======== EXTRACTED RECORDS ========

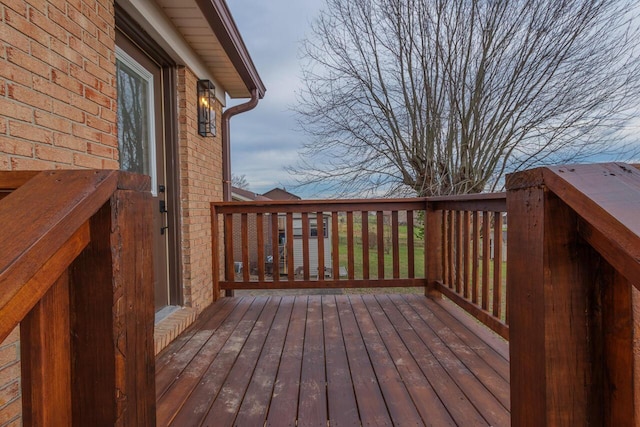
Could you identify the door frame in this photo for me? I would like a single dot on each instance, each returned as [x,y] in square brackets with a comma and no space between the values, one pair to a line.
[128,28]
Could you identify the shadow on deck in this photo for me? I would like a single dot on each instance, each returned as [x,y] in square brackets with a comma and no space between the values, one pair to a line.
[334,360]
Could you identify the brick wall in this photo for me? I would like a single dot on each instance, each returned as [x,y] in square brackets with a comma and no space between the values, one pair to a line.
[57,85]
[57,109]
[201,183]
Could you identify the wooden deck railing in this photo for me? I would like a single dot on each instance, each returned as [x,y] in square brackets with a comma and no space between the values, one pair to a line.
[452,245]
[574,255]
[76,276]
[466,237]
[324,243]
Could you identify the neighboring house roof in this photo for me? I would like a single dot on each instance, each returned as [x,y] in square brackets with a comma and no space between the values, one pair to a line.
[242,195]
[281,194]
[209,31]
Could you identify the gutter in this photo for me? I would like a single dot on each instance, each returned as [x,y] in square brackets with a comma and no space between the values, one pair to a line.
[226,140]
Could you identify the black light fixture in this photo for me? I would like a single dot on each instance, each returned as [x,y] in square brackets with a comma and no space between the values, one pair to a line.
[206,112]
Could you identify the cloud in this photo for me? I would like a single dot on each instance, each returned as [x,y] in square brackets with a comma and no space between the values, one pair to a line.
[266,139]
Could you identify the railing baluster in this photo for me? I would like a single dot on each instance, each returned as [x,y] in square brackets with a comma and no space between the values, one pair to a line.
[475,269]
[244,225]
[365,245]
[466,243]
[290,255]
[410,247]
[335,241]
[445,246]
[215,252]
[305,245]
[452,255]
[350,254]
[395,242]
[458,266]
[380,237]
[275,250]
[497,264]
[228,247]
[260,244]
[486,256]
[320,238]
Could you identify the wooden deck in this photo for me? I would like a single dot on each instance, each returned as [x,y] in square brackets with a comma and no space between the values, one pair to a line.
[334,360]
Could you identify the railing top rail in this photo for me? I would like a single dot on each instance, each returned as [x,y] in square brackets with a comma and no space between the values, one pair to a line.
[43,214]
[607,198]
[485,201]
[329,205]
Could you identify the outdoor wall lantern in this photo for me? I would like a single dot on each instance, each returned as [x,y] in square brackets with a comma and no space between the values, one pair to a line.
[206,112]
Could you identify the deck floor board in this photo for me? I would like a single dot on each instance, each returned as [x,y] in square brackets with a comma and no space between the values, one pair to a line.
[333,360]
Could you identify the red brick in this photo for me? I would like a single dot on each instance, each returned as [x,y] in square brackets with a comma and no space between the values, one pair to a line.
[15,110]
[80,19]
[83,49]
[71,56]
[30,132]
[5,164]
[52,121]
[46,24]
[106,38]
[98,72]
[100,150]
[109,115]
[97,97]
[61,5]
[79,73]
[18,6]
[99,124]
[40,5]
[54,154]
[14,38]
[49,57]
[110,140]
[28,62]
[15,74]
[63,21]
[85,132]
[51,89]
[69,112]
[86,161]
[20,23]
[67,82]
[84,104]
[29,97]
[69,141]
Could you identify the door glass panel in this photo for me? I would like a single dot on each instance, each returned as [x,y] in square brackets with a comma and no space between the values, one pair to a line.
[135,118]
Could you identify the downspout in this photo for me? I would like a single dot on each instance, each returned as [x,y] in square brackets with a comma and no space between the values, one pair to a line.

========

# [AIM OF THE TASK]
Your copy should match the data exactly, apart from the images, which are dropped.

# [THE ANSWER]
Could you identify the door frame in this photo for me? I would like a single dot on each instance, each returned as [x,y] in square brackets with a comma and no space between the values, one pair to a line.
[128,28]
Could you identify the shadow on deck in this photo for me? I would like a single dot on each instance, each returned as [x,y] in square brackets with a comma and no space between the values, one pair to a line.
[334,360]
Could you identify the brick wall in this photo for me? I would like a single dot on each instance, each returned as [x,y] in square brackets with a comma and no space between the values, one pair to a line.
[57,85]
[57,109]
[201,183]
Could you identify the wooden deck railing in this photo for me? I would like a single dot on each instance, each returned as [x,y] in square brackets with a comma and no space between the values, one pair to a line.
[452,245]
[574,255]
[76,276]
[466,237]
[324,243]
Could you identify the neighboring house roof in this photo for me? I would like a single dot on each instance, each returned as [x,y] in square brackets with a comma and no space between the values, one pair to a line.
[242,195]
[281,194]
[209,31]
Could you identify the gutter in this photo for me? I would like a single dot on each instance, each returned as [x,y] in square brackets with a comma and no space between the values, one pair to a line.
[226,140]
Could you identify the black light fixture in this photo for me? I would like a single dot on each instance, each returned as [x,y] in square brackets with a comma and no space between the values, one pair to a line.
[206,112]
Could you identify the cloud in this photo for me? I would like a single dot on each instance, each returned as [x,y] in square brackets with a comma and no space between the values, one pair to a line.
[266,139]
Could you identify the railing baluster in this photo for me? I would like a single dot on each instance, each returned as [x,y] in square brackets with a comma and no space between the values, one pair to a line.
[475,269]
[244,225]
[365,245]
[466,243]
[290,255]
[410,247]
[335,241]
[445,246]
[215,252]
[305,245]
[452,255]
[350,254]
[395,242]
[458,266]
[380,237]
[275,250]
[497,264]
[228,247]
[260,244]
[486,256]
[320,238]
Could you identify the wooden deck in this photo for me? I would like a single dot on each instance, each returned as [x,y] in square brackets with a comma and no space between the values, one pair to a line.
[334,360]
Could you identify the railing top rail in this photo for me? I would like a single dot on each instance, each returned as [x,y] in square brackets with a comma and no space between the values, one pair to a line.
[43,214]
[607,198]
[485,201]
[329,205]
Could you identify the outdoor wall lantern in this photo for me? I would like a single dot on each instance, each returned as [x,y] in square brackets with a comma and no space between the values, one pair to a line.
[206,112]
Could you identify the deck floor board in this photo for me? I would like a single dot on each instance, each returned as [x,y] in square brackets with a comma and no space between the values, one pair to a line.
[333,360]
Could you identify the red brick in this photo for me? I would like a single dot on each instance, each returned as [x,y] in square brackets with a comma and no space between the values, one pair to a line.
[15,110]
[80,19]
[83,49]
[71,56]
[30,132]
[5,164]
[52,121]
[46,24]
[106,38]
[98,72]
[100,150]
[109,115]
[97,97]
[61,5]
[79,73]
[18,6]
[99,124]
[40,5]
[54,154]
[14,38]
[49,57]
[110,140]
[28,62]
[15,74]
[63,21]
[85,132]
[51,89]
[69,112]
[86,161]
[20,23]
[67,82]
[84,104]
[29,97]
[69,141]
Could you identify the door glass panel in this photo for me? I would like a single dot on each instance, each returned as [x,y] in square brackets with a comma and no space between the values, one pair to a line.
[135,118]
Could you identify the downspout in this photo for me? I would like a single dot on each instance, each returned as [x,y] in square brackets with a comma and no space between the values, one pair to a line.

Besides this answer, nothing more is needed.